(Work task):
For each line of the data below, copy it if it holds the word "picture".

(Data for processing):
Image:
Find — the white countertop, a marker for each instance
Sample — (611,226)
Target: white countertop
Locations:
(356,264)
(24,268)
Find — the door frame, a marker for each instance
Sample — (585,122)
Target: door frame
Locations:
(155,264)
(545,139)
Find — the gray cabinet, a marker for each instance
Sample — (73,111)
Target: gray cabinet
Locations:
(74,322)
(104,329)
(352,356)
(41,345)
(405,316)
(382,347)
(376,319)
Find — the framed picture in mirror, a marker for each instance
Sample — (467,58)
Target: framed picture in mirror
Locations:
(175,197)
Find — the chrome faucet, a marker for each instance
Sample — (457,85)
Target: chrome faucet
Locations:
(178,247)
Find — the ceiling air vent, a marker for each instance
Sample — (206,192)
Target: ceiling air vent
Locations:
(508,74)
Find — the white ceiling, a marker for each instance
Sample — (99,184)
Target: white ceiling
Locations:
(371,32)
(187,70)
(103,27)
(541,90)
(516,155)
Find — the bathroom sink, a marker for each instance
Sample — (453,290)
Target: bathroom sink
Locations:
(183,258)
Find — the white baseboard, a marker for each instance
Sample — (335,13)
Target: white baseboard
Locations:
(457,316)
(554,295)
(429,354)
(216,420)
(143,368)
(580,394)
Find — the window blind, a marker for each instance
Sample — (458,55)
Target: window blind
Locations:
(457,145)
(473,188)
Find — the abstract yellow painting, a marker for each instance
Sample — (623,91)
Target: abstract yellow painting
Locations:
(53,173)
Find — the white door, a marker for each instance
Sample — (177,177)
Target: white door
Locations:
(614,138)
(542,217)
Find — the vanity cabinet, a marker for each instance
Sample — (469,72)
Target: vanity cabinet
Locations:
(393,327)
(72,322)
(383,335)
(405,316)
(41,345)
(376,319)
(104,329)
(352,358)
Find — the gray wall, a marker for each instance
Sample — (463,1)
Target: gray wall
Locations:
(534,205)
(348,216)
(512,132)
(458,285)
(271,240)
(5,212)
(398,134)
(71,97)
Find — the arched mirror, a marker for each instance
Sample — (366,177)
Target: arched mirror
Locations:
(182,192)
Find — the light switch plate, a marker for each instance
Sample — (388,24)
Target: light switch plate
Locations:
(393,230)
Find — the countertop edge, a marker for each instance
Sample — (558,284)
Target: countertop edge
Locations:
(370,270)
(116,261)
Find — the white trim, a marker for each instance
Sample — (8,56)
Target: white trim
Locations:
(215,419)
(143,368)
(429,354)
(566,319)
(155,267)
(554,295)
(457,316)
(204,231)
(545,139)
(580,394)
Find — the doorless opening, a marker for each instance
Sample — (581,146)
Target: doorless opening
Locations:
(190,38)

(Expected output):
Find — the framed picture in mirror, a marker for each instance
Target: framed picture in mirror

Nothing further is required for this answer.